**Assigned task**
If a line of the records contains the word "gabled", list it.

[Items from a dataset]
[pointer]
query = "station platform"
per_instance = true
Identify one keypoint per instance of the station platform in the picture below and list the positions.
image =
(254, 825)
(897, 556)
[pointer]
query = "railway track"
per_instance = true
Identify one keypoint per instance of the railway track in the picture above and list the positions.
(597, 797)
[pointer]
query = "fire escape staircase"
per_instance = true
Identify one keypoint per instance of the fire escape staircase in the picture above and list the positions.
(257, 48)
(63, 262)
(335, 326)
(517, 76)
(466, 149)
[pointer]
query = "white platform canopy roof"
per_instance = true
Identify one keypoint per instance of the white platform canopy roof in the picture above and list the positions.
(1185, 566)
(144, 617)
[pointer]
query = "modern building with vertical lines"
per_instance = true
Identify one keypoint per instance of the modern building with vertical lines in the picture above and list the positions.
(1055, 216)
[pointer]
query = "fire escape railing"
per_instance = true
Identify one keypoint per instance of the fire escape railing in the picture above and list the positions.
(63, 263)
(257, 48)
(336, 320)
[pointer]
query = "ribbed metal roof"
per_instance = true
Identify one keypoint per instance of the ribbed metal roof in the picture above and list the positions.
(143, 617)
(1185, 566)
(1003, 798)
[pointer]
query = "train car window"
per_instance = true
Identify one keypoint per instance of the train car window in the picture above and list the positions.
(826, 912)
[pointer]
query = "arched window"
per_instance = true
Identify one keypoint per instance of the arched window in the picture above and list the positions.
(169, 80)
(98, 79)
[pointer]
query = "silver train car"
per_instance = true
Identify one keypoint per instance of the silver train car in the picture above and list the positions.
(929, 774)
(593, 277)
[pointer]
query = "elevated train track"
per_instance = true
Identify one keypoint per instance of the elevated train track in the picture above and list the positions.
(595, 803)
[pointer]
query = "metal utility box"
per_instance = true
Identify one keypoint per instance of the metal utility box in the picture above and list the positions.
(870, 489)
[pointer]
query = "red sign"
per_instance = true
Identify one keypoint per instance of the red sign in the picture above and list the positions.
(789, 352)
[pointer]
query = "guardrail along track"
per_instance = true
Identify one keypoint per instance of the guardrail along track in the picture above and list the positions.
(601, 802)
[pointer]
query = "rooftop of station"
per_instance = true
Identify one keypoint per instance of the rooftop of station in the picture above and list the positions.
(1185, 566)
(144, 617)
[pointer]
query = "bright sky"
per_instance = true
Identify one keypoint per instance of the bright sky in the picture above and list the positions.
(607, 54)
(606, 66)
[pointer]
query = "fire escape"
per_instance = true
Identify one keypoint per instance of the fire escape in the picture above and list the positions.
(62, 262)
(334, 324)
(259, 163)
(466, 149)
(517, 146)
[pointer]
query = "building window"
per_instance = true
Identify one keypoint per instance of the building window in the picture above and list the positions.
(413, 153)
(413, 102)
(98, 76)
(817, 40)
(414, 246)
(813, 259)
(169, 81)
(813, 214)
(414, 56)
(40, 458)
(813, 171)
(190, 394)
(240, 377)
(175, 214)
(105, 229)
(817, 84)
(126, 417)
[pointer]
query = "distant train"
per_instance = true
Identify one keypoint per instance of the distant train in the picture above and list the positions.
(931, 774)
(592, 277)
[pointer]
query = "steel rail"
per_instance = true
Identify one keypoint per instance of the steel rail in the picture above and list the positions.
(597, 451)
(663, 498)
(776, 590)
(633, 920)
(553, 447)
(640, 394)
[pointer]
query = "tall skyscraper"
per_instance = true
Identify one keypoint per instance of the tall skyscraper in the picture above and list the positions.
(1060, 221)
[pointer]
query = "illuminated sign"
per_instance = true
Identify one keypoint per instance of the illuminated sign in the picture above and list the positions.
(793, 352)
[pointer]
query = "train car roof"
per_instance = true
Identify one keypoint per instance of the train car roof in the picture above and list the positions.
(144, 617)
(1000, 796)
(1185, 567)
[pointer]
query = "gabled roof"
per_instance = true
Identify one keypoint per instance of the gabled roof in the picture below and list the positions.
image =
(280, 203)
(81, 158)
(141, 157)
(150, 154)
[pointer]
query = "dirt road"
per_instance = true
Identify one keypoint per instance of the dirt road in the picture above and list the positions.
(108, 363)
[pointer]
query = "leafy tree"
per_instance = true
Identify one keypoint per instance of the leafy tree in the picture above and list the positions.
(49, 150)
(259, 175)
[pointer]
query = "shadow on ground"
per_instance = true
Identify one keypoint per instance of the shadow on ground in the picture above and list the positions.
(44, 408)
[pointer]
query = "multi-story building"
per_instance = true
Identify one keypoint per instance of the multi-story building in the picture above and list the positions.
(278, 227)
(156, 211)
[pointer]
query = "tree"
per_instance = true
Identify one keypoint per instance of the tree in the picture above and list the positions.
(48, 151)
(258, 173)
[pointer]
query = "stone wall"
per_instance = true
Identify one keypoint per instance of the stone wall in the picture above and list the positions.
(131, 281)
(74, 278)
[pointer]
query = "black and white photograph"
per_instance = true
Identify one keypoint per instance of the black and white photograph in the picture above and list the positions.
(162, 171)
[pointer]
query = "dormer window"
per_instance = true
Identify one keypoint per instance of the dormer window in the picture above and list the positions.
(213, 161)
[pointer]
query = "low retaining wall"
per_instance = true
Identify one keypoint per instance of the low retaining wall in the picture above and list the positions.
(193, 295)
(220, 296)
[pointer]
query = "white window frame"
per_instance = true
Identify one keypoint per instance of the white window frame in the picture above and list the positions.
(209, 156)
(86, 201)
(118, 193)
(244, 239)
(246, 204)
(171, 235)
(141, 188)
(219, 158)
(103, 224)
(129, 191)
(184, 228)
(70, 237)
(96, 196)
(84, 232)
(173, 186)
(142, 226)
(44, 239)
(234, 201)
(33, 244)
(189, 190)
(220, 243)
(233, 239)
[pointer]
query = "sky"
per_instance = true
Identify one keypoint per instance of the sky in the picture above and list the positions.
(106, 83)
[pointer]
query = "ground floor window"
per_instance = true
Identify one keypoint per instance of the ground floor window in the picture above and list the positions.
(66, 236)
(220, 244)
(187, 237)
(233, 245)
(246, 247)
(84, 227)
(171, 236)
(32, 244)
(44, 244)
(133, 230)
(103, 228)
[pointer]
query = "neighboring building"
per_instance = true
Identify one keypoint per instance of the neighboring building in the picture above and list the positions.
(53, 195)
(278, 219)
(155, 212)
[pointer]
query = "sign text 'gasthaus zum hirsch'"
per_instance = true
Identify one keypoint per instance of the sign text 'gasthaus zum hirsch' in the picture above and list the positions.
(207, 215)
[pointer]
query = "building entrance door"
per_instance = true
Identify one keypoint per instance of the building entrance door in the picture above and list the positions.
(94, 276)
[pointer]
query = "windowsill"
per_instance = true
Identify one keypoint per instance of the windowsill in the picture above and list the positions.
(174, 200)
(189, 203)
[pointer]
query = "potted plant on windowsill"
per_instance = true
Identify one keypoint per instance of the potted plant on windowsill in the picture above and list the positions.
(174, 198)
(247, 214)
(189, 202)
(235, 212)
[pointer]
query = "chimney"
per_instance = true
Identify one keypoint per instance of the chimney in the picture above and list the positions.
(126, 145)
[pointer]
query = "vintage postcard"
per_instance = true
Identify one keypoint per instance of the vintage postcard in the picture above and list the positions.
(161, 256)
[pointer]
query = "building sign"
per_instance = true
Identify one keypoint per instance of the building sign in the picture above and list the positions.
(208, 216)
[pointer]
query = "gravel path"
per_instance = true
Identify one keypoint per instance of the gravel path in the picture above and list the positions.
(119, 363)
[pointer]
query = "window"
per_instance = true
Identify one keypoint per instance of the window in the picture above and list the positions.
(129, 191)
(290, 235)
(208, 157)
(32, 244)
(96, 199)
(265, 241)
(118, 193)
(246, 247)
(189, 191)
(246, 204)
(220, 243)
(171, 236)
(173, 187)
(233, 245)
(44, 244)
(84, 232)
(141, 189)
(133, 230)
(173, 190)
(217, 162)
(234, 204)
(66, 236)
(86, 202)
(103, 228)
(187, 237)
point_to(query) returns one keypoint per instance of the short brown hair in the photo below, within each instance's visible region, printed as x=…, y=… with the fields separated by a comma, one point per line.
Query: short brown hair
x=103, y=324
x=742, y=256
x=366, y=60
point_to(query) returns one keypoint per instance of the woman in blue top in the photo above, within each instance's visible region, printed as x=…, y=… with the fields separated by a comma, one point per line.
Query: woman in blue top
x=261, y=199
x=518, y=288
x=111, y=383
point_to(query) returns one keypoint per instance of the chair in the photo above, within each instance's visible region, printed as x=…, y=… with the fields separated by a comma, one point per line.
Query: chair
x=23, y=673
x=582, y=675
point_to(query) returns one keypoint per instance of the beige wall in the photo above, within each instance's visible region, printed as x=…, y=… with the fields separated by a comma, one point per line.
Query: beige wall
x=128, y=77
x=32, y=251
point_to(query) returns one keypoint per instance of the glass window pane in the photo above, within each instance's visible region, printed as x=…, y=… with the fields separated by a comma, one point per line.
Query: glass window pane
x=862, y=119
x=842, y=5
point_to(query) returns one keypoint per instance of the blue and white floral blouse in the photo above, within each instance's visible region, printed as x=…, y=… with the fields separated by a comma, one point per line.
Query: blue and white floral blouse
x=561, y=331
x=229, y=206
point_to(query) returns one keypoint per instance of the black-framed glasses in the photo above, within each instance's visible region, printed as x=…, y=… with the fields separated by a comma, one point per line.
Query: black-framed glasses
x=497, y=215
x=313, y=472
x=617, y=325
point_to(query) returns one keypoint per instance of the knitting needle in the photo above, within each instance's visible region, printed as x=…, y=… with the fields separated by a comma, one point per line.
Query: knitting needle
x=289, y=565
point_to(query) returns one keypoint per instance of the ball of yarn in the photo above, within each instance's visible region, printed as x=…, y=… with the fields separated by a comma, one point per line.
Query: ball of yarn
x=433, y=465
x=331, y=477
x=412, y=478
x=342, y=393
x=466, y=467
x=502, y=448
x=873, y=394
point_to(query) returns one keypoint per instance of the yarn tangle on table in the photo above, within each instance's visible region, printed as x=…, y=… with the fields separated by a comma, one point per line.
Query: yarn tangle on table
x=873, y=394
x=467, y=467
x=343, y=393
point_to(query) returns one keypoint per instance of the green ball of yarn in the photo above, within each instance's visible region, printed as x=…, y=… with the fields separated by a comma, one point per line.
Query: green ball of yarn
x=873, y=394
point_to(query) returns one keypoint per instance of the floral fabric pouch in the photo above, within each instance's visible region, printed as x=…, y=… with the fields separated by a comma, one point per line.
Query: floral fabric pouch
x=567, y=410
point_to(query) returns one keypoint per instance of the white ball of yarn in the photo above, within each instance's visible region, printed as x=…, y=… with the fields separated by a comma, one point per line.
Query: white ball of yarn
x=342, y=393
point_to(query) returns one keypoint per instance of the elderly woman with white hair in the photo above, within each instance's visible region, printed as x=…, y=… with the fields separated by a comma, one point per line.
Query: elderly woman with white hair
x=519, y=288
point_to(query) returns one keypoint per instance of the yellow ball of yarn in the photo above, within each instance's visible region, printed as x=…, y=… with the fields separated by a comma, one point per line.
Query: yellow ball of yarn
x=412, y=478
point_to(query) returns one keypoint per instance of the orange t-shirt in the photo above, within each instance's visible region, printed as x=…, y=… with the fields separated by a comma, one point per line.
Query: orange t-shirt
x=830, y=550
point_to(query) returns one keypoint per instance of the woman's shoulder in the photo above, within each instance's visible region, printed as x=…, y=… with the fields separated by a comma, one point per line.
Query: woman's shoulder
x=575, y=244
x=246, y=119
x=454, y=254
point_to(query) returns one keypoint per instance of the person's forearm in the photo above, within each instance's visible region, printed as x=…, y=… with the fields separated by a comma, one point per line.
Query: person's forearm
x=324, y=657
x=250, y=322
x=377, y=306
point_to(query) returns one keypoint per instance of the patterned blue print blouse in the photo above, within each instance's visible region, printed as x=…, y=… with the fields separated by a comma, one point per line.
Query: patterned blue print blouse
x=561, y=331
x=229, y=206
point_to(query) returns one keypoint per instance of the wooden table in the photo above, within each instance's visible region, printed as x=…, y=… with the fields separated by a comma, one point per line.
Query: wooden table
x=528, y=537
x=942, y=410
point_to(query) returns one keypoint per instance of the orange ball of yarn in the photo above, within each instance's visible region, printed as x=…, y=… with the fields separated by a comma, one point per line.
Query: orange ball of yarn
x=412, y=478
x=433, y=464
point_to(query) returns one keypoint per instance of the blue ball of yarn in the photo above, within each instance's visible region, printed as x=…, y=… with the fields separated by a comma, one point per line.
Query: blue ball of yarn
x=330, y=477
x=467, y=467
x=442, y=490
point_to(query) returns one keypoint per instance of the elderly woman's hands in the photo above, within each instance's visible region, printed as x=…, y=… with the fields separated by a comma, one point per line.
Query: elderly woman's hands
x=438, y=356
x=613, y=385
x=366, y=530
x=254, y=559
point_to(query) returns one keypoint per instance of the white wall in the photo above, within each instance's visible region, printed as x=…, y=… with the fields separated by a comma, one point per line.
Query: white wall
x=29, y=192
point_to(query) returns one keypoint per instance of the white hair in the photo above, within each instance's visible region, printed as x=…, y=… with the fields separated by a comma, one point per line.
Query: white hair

**Expected answer**
query = "gabled roof"
Identify one keypoint per instance of the gabled roof in the picture below and list the positions.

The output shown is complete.